### ACTION ITEM A
In the entries, everything from their first line down to the line containing "box: [156, 40, 168, 49]", swap "rough mask" for "coarse mask" and leave all else unchanged.

────────

What are the functions satisfying f(x+y)=f(x)+f(y)+1 and f(1)=0?

[iceblits]

Homework Statement

With proof, Find all functions f: R->R such that f(x+y)=f(x)+f(y)+1 and f(1)=0

Homework Equations

The Attempt at a Solution

First I cried...then...

Since f(1)=0, f(2)=1, f(3)=2...= x-1
I'm having a really hard time conceptualizing this problem and I'm not sure what the answer is suppose to look like. Is it a finite or infinite set of functions? I'm not sure. The proof part is kinda throwing me off too. Any help would be great..

 

[flyingpig]

f(1) = 0 and f(x + y) = ?

 

[Dick]

You can find the values of more than just the integers. E.g. what's f(1/2)? Can you find the value of f(1/n) where n is an integer? Can you find the value of f(m/n) where m and n are integers? Are you given that f is continuous or anything like that?

 

[iceblits]

yes f is continuous, and yes i can find f(1/2), but what i don't understand is why this problem has more than one solution (y=x-1)

 

[Dick]

yes f is continuous, and yes i can find f(1/2), but what i don't understand is why this problem has more than one solution (y=x-1)

Why do you think it has more than one solution?

 

[LCKurtz]

And if you assume it is differentiable you can think about its derivative...

 

[iceblits]

@flyingpig: f(x+y)=f(x)+f(y)+1..it isn't given as anything else

 

[flyingpig]

@flyingpig: f(x+y)=f(x)+f(y)+1..it isn't given as anything else

Looking at all the post, this question is probably out of my league. So I will just erase my answer.

Sorry about that

 

[Dick]

And if you assume it is differentiable you can think about its derivative...

You don't need to assume it's differentiable. I think continuous is enough, isn't it?

 

[LCKurtz]

You don't need to assume it's differentiable. I think continuous is enough, isn't it?

It might be, I don't know. I haven't worked through it. But if it is differentiable that gives an easy way to find a family of functions that work, which must be included in the "all" functions.

 

[Dick]

It might be, I don't know. I haven't worked through it. But if it is differentiable that gives an easy way to find a family of functions that work, which must be included in the "all" functions.

I did work through it. To use differentiability, which I DON'T think is given, you need to find the value of something like f(1/n). Then it's straightforward. But once you've found f(1/n) why not find f(m/n) (m and n integers) and use continuity and skip the differentiability assumption? That's what I'm trying to push iceblits to do.

 

[iceblits]

oh I see...I'll try. I'm just having a hard time conceptualizing this because I feel like y=x-1 is the only functions that can satisfy all the points. Thank-you for all the responses though..I will keep trying this problem until I solve it

 

[Dick]

oh I see...I'll try. I'm just having a hard time conceptualizing this because I feel like y=x-1 is the only functions that can satisfy all the points. Thank-you for all the responses though..I will keep trying this problem until I solve it

y=x-1 IS the only function that works. You just have to prove it.

────────

### ACTION ITEM B
Continue the forum thread on the functions satisfying f(x+y)=f(x)+f(y)+1 with f(1)=0, beginning after its last post.

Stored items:
────────

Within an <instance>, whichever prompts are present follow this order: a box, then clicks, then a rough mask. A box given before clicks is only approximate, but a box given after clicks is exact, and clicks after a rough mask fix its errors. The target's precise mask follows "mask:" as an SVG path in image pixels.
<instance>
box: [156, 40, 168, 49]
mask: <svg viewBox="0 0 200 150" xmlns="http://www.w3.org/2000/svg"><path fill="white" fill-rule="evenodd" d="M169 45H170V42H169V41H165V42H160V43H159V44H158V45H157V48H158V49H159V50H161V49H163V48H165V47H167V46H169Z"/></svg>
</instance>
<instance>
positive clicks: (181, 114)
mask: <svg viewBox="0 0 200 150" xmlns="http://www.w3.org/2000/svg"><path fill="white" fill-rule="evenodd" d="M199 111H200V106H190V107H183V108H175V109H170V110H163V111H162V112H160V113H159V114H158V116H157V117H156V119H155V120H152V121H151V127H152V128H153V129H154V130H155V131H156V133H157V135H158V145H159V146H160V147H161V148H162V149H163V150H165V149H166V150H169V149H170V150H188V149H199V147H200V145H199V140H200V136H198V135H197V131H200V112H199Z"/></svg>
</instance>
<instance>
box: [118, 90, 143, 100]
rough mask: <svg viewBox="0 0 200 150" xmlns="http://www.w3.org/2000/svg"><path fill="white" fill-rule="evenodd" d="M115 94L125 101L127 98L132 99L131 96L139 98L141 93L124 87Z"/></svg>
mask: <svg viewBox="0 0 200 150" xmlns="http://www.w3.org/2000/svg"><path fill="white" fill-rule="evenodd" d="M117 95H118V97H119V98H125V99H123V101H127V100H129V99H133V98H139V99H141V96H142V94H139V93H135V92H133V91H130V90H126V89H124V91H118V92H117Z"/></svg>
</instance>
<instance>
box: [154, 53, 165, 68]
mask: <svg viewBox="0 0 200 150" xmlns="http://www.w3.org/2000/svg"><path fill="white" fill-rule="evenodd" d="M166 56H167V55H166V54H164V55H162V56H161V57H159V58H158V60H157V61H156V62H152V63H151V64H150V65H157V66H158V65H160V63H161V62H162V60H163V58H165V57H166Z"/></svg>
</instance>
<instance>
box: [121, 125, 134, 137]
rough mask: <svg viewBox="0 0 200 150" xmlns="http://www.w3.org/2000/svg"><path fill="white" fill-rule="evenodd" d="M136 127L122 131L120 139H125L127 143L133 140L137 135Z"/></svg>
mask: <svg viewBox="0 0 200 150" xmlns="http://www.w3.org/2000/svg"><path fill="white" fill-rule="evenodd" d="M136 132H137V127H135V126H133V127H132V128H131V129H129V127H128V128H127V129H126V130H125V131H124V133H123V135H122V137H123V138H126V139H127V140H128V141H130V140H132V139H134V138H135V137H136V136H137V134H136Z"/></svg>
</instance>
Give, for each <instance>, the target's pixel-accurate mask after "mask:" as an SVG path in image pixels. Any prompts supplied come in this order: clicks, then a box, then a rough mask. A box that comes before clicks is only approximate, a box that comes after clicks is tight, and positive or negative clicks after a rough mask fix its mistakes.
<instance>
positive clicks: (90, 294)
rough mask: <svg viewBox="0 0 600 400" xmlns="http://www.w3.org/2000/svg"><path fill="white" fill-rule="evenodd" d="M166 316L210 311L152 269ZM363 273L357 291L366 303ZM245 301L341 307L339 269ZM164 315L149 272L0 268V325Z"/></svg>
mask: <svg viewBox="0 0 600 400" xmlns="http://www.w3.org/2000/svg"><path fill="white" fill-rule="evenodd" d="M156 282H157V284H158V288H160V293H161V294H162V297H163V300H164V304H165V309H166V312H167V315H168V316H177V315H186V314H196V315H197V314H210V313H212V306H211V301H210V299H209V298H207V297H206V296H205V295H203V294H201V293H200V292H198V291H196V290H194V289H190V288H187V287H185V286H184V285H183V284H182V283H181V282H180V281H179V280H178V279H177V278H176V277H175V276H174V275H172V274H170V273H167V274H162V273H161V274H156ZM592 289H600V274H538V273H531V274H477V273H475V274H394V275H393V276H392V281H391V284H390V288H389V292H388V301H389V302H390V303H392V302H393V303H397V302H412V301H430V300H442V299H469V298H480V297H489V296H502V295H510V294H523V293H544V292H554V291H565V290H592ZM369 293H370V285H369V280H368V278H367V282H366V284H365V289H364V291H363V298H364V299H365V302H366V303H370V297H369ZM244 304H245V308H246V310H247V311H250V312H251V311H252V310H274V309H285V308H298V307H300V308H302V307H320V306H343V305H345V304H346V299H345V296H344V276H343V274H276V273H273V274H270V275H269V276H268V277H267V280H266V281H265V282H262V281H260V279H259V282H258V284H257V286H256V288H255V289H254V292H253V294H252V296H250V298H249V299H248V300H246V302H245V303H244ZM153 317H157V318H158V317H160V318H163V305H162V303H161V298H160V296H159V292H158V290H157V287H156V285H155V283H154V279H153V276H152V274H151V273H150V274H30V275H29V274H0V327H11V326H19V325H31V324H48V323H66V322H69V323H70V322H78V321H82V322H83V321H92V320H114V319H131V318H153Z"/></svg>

────────

### RESPONSE A
Within an <instance>, whichever prompts are present follow this order: a box, then clicks, then a coarse mask. A box given before clicks is only approximate, but a box given after clicks is exact, and clicks after a coarse mask fix its errors. The target's precise mask follows "mask:" as an SVG path in image pixels.
<instance>
box: [156, 40, 168, 49]

### RESPONSE B
 

[iceblits]

oh! i see!

 

[iceblits]

ok now i have some direction lol...I was thinking there was an infinite set of functions or something (like some weird sine wave going diagonally up)..or like the line y=x-1 except if you imagine it like a string, push the string together to get various functions..or something like that

 

[LCKurtz]

y=x-1 IS the only function that works. You just have to prove it.

No, it isn't the only one.

[Edit]Woops, ignore that. I agree. I forgot f(1) = 0.

 

[Dick]

No, it isn't the only one.

[Edit]Woops, ignore that. I agree. I forgot f(1) = 0.

That makes me feel better.

 

[iceblits]

gahhh..ok so if I let x and y both equal n, then, f(2n)=2f(n)+1. if I let x and y equal 1/n I get f(2/n)=2f(1/n)+1 and if I let x and y equal m/n, I get f(2m/n)=2f(m/n)+1...I don't think that shows anything (sorry, I haven't taken a proof class or anything yet :( ). Should I be trying to manipulate f(x+y)=f(x)+f(y)+1 to achieve y=x-1 or should I assume y=x-1 is the only solution and then show that any if any other function exists to satisfy the condition, it would have to be y=x-1? I guess I'm still lost haha..I thought I would be able to prove that y=x-1 is the only solution really easily but i guess i cant...

 

[Dick]

gahhh..ok so if I let x and y both equal n, then, f(2n)=2f(n)+1. if I let x and y equal 1/n I get f(2/n)=2f(1/n)+1 and if I let x and y equal m/n, I get f(2m/n)=2f(m/n)+1...I don't think that shows anything (sorry, I haven't taken a proof class or anything yet :( ). Should I be trying to manipulate f(x+y)=f(x)+f(y)+1 to achieve y=x-1 or should I assume y=x-1 is the only solution and then show that any if any other function exists to satisfy the condition, it would have to be y=x-1? I guess I'm still lost haha..I thought I would be able to prove that y=x-1 is the only solution really easily but i guess i cant...

You found f(1/2), right? How would you find f(1/3)? Does that help you to find a general way to find f(1/n)? Here's a hint. Can you figure out a formula for f(nx) where n is an integer and x is any real? Formally, it's an induction proof, but if you haven't done induction you should still be able to figure out the formula just by thinking about it.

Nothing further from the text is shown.